### [Task]
Can you extract the portion of the text on Jews and race between "So pervasive is" and "in Eastern Europe.", inclusive, copying it word for word?

### [Selected extract]
Greenblatt, who is inviting feedback on the ADL website, acknowledged that “by being so narrow, the resulting definition was incomplete, rendering it ineffective and therefore unacceptable. It’s true, it’s just not the whole truth. It alienated many people who did not see their own experience encompassed in this definition, including many in the Jewish community.” He added, “it didn’t even speak to my own family’s experience.”
The entire episode illustrates the problem with applying a critical lens (a lens based in Critical Theory) to Jews and the Holocaust. For instance, the way critical race theory conceives of a “socially constructed racial hierarchy” requires the vast majority of Jews to be categorized as “white” and “privileged.” This means most Jews can be viewed only as oppressors, a worldview that must be shocking to Jews who survived the Holocaust––in particular, the few left who are permanently marked by numbers tattooed on their arms.
It seems our historical memory is long for some things yet short for others. We’ve managed to forget that Josef Goebbles, Hitler’s propagandist, persuaded much of Germany that “all Jews by virtue of their birth and their race are part of an international conspiracy against National Socialist Germany” [emphasis added] and that “international finance Jewry” was responsible for the war. To the Nazis, Jews were “a parasitic race” [emphasis added].
The Nazi genocide, which succeeded in murdering fully one-third of the world’s Jews, was clearly about race. But Goldberg can be forgiven for not understanding that. Hers is a common misconception, which has been more easily propagated since well-meaning organizations like the ADL began adopting a critical lens on issues of race. European Jews are now so commonly considered “white” that saying otherwise can seem incomprehensible to some. To people who are certain that Jews are just as “white” as any German, the persecution, enslavement, and murder of Jews was only about “race” inasmuch as Jews were misidentified as non-white.
So pervasive is the racialization of Jews as “white” (or “conditionally white”) that I have personally heard American Ashkenazi Jews use the pronoun “we” when talking about our country’s history of white people enslaving black people (as in “what we did to black people…”) despite the fact that while black people were being subjected to the horrors of slavery in the U.S., these Jews’ ancestors were fleeing the horrors of pogroms in Eastern Europe.

### [Extracted entries]
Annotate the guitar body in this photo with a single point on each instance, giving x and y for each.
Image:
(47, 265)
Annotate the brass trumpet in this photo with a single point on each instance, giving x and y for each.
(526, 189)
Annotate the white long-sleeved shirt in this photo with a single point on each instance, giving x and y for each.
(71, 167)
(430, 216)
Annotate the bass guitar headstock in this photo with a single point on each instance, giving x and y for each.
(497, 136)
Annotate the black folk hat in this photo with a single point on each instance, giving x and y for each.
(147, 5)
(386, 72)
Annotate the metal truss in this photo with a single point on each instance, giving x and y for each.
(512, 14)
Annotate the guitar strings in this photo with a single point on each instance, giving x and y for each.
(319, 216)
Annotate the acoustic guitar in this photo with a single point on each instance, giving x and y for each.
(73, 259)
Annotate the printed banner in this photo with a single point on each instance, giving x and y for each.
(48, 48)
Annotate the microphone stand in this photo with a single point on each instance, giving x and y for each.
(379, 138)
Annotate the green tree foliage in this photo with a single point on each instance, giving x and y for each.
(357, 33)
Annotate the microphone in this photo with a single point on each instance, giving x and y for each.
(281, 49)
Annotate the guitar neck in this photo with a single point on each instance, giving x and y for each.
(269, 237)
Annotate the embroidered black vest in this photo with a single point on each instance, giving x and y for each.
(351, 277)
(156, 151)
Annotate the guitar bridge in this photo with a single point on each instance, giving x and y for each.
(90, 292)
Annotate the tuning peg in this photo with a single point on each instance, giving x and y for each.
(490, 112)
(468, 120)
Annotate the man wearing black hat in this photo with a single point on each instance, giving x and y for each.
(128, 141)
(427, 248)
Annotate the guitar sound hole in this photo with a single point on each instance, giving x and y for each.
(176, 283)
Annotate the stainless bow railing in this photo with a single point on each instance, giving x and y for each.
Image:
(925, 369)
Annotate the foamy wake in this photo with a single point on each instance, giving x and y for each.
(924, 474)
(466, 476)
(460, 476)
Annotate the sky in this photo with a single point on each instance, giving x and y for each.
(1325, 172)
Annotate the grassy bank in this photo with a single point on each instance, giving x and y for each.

### [Result for this task]
So pervasive is the racialization of Jews as “white” (or “conditionally white”) that I have personally heard American Ashkenazi Jews use the pronoun “we” when talking about our country’s history of white people enslaving black people (as in “what we did to black people…”) despite the fact that while black people were being subjected to the horrors of slavery in the U.S., these Jews’ ancestors were fleeing the horrors of pogroms in Eastern Europe.